→ The problem
Copy exactly the lines of the data below that run from the line holding "BATCH SPEC — Class: black metal railing" through the line holding "BATCH SPEC — Class: woman's shoulder", both ends included.

Supplied data section start

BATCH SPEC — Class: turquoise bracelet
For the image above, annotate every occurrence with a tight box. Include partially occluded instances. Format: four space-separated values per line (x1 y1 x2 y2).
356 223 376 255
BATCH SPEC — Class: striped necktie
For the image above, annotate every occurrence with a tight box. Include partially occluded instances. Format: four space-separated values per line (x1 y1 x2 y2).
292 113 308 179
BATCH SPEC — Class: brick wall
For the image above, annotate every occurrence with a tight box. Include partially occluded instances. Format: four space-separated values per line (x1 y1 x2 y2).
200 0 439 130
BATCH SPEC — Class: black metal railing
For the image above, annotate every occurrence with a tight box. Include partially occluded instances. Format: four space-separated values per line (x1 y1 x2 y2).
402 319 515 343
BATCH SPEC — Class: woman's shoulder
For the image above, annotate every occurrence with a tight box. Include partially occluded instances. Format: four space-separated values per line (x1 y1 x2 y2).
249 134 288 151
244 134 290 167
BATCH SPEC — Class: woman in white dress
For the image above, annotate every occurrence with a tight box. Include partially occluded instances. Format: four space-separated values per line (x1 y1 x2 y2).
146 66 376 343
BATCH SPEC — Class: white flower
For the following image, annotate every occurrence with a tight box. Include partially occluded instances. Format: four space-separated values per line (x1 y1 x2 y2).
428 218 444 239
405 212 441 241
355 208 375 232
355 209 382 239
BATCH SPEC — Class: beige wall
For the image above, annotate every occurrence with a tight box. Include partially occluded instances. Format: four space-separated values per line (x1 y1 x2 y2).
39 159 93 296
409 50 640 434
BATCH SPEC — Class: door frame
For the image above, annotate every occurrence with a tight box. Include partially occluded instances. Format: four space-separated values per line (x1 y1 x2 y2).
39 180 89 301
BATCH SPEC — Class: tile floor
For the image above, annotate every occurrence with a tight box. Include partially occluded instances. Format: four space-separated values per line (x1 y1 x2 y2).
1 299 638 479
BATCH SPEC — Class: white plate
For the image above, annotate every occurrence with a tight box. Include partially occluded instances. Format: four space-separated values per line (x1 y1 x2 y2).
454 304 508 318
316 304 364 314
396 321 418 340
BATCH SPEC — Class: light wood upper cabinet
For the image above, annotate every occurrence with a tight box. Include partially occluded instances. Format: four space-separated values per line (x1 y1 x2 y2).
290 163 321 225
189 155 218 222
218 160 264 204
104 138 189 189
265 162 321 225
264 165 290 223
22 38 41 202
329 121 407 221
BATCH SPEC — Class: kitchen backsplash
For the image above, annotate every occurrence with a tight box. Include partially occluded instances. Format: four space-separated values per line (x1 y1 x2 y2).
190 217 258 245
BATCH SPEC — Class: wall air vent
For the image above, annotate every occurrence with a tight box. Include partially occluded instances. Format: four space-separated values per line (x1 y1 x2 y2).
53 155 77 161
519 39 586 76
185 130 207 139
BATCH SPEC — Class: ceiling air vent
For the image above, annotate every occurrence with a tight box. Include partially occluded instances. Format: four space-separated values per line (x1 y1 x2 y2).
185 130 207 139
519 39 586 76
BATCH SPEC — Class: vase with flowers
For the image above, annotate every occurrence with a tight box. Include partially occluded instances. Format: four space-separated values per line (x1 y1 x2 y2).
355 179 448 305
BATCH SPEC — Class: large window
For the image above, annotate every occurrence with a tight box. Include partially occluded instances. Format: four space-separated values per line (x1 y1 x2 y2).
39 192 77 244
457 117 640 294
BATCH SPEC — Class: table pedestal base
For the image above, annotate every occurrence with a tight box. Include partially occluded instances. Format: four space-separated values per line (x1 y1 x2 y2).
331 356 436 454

Supplied data section end

→ Response for this exercise
BATCH SPEC — Class: black metal railing
For the image above, annotate every occurrence with a tight box. Include partially occluded instances. Format: four space-separated values per line (x1 y1 x2 y2).
402 319 515 343
BATCH SPEC — Class: woman's shoulder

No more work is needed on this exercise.